• _PAGE_

+ + + +

Le Concours Eurovision de la chanson 1991 est la trente-sixième édition du concours. Il a lieu le samedi 4 mai 1991, à Rome, en Italie. Il est remporté par la Suède, avec la chanson Fångad av en stormvind, interprétée par Carola. La France termine deuxième et Israël, troisième[1].
Organisation
L'Italie, qui avait remporté l'édition 1990, se chargea de l’organisation de l’édition 1991[1].
Le concours devait à l'origine se tenir au Théâtre Ariston de Sanremo, là où a lieu chaque année, le fameux Festival de Sanremo. Il s'agissait pour les organisateurs de rendre hommage au festival ayant inspiré l'Eurovision. Mais à la suite de l'invasion du Koweït par l'Irak et au déclenchement de la Guerre du Golfe, la production décida en janvier 1991, pour mieux assurer la sécurité des délégations étrangères, de rapatrier le concours à Rome. Cela causa de sérieux problèmes d'organisation et de graves retards. Ainsi, la salle et les décors ne furent achevés que le jour même de la finale, quelques heures à peine avant le début de la retransmission[2]. En outre, les délais causés laissèrent trop peu de temps aux artistes pour répéter autant qu'ils le souhaitaient, ce qui suscita de vives tensions entre la production italienne et les délégations étrangères[3].
Pays participants
Vingt-deux pays participèrent au trente-sixième concours.
Comme en 1985, les Pays-Bas se désistèrent, la date du concours coïncidant avec la journée nationale du Souvenir commémorant les victimes de la Seconde Guerre mondiale et des autres conflits. La place vacante fut offerte à Malte, qui fit ainsi son retour, après une absence de seize années[2].
Format
Le concours eut lieu dans le Studio 15 de Cinecittà[2], célèbre complexe cinématographique romain, inauguré en 1937.
La scène était de forme semi-circulaire. L'orchestre était installé à gauche, sous un vaste échafaudage supportant le mur d'écran. Les décors étaient disposés à droite. Ils se composaient de trois éléments architecturaux distincts, dont la partie inférieure évoquait les temples antiques et la partie supérieure, les gratte-ciels contemporains. Les deux éléments d'avant-scène servaient d'entrées et se prolongeaient par des damiers d'écrans, encastrés dans le sol. Le fond de la scène était occupé par un autre immeuble et une église, placés derrière une grille en perspective. Les décors comportaient de nombreux éclairages au néon et plusieurs écrans vidéo encastrés. Il s'agissait pour la plupart d'éléments récupérés sur le tournage d'anciens films[4].
Le programme dura près de trois heures et quatorze minutes.

+ + + +

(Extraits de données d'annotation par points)
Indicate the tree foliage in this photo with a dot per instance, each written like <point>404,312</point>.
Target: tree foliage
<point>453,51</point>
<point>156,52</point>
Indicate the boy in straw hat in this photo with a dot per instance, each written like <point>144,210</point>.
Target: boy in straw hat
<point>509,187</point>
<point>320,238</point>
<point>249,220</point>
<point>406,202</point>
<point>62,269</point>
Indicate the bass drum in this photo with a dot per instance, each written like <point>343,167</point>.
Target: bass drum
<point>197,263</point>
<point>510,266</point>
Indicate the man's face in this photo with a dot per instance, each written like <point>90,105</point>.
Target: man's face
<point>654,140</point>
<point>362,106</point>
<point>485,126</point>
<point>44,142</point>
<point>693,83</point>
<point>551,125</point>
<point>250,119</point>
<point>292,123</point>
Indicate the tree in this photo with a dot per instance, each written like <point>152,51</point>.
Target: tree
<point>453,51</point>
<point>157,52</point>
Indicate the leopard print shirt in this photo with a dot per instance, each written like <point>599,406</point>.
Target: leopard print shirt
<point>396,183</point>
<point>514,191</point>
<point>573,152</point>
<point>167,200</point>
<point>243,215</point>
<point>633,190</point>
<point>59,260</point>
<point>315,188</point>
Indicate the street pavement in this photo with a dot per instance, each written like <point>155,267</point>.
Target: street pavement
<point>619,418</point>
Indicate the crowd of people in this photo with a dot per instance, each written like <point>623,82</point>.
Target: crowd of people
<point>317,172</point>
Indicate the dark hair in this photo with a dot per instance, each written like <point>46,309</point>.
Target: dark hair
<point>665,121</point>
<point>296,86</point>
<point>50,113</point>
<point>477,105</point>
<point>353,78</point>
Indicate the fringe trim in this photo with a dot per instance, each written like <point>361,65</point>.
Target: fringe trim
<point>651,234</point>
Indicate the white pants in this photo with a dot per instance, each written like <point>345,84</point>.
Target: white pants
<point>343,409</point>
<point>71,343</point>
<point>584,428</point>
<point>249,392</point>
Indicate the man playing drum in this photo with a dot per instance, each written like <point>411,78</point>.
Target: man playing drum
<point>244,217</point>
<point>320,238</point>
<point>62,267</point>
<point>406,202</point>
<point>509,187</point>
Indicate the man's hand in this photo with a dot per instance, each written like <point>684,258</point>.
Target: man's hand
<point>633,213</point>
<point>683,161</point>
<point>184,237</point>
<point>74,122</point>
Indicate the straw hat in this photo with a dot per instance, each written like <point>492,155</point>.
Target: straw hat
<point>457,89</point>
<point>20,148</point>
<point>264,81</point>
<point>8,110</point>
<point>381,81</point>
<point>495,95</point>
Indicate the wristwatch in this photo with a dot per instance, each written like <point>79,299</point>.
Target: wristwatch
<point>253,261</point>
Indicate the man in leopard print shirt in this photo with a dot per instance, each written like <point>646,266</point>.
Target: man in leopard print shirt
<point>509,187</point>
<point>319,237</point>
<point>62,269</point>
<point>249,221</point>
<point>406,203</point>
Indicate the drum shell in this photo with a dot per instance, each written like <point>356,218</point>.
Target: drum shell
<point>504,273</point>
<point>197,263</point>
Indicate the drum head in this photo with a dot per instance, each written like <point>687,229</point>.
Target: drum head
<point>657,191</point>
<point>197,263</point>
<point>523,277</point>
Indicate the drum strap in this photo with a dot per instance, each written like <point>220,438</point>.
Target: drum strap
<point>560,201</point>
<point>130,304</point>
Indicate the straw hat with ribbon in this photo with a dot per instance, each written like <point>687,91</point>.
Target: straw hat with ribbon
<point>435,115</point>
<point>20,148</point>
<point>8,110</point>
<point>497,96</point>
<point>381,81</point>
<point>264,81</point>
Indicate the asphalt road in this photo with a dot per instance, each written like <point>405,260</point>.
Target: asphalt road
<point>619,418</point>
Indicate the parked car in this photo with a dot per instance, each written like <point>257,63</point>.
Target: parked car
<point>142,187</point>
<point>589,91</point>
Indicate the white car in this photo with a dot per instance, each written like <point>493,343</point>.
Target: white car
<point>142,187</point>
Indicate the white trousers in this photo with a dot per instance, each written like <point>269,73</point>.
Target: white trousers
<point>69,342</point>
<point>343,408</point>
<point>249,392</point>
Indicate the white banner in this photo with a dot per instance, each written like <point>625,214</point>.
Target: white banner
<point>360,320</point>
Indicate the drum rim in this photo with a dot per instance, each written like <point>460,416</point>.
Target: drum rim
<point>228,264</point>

+ + + +

• _OBJECTIFS_
**A)** Selon la page sur le Concours Eurovision de la chanson 1991, pourquoi l'événement a-t-il quitté Sanremo pour Rome ? Répondez en une à trois phrases.
**B)** Mettez sous forme de tableau Markdown les lignes du listing, depuis son début jusqu'à la ligne contenant "<point>510,266</point>" incluse, sans les lignes vides. Utilisez deux colonnes : « N° » pour le numéro de rang et « Ligne du listing » pour la ligne.
Le texte et le listing n'ont aucun lien entre eux.

• _LISTE DES RÉPONSES_
**A)** Après l'invasion du Koweït par l'Irak et le début de la guerre du Golfe, la production a décidé en janvier 1991 de rapatrier le concours à Rome. Le but était de mieux assurer la sécurité des délégations étrangères.

**B)**
| N° | Ligne du listing |
|---|---|
| 1 | Indicate the tree foliage in this photo with a dot per instance, each written like <point>404,312</point>. |
| 2 | Target: tree foliage |
| 3 | <point>453,51</point> |
| 4 | <point>156,52</point> |
| 5 | Indicate the boy in straw hat in this photo with a dot per instance, each written like <point>144,210</point>. |
| 6 | Target: boy in straw hat |
| 7 | <point>509,187</point> |
| 8 | <point>320,238</point> |
| 9 | <point>249,220</point> |
| 10 | <point>406,202</point> |
| 11 | <point>62,269</point> |
| 12 | Indicate the bass drum in this photo with a dot per instance, each written like <point>343,167</point>. |
| 13 | Target: bass drum |
| 14 | <point>197,263</point> |
| 15 | <point>510,266</point> |